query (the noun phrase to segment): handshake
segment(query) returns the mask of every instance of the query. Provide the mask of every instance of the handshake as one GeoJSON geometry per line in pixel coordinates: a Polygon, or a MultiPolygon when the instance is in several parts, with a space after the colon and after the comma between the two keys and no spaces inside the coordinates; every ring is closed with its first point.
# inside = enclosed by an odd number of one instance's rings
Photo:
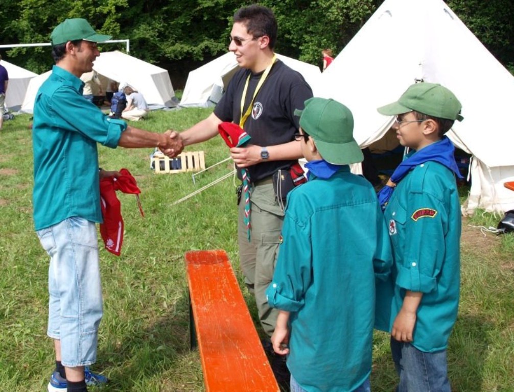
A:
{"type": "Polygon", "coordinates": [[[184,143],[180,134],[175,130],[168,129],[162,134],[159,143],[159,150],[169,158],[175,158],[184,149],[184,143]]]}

──────────────────────────────

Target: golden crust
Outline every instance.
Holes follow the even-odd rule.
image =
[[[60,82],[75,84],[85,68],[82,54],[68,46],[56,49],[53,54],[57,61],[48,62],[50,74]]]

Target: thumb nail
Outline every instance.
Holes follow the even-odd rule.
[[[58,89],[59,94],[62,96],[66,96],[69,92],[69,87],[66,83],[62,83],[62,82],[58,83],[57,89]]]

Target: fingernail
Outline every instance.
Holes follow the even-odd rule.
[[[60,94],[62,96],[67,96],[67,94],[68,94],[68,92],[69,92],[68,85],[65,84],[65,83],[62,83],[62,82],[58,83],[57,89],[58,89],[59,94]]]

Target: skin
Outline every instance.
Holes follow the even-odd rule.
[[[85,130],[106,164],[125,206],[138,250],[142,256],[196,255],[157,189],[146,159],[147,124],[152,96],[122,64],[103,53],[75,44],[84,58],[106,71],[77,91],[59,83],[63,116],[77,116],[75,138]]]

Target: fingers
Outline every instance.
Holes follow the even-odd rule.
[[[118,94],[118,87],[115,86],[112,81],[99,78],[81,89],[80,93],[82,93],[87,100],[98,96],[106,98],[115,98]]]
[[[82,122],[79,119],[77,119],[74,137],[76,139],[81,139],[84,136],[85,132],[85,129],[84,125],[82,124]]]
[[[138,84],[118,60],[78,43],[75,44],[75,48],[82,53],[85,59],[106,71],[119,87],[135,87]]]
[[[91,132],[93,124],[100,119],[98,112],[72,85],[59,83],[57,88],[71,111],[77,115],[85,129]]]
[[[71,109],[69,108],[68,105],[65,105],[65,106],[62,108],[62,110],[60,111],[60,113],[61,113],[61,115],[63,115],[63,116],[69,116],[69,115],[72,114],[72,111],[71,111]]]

──────────────────────────────

Repeat the entries verbatim, starting at the line containing "query (the noun phrase to segment): handshake" and ending at the line containing "segment(query) returns the", with both of those lines included.

• Final result:
query (the noun phrase to segment): handshake
segment(query) returns the mask of every instance of the query. Provide the mask of every instance of the handshake as one GeoJSON geometry per line in pixel coordinates: a Polygon, or a MultiPolygon when the instance is in several parts, with a space after the colon and after the comma between the two keys and no spaces inside the coordinates; every ring is closed with its first point.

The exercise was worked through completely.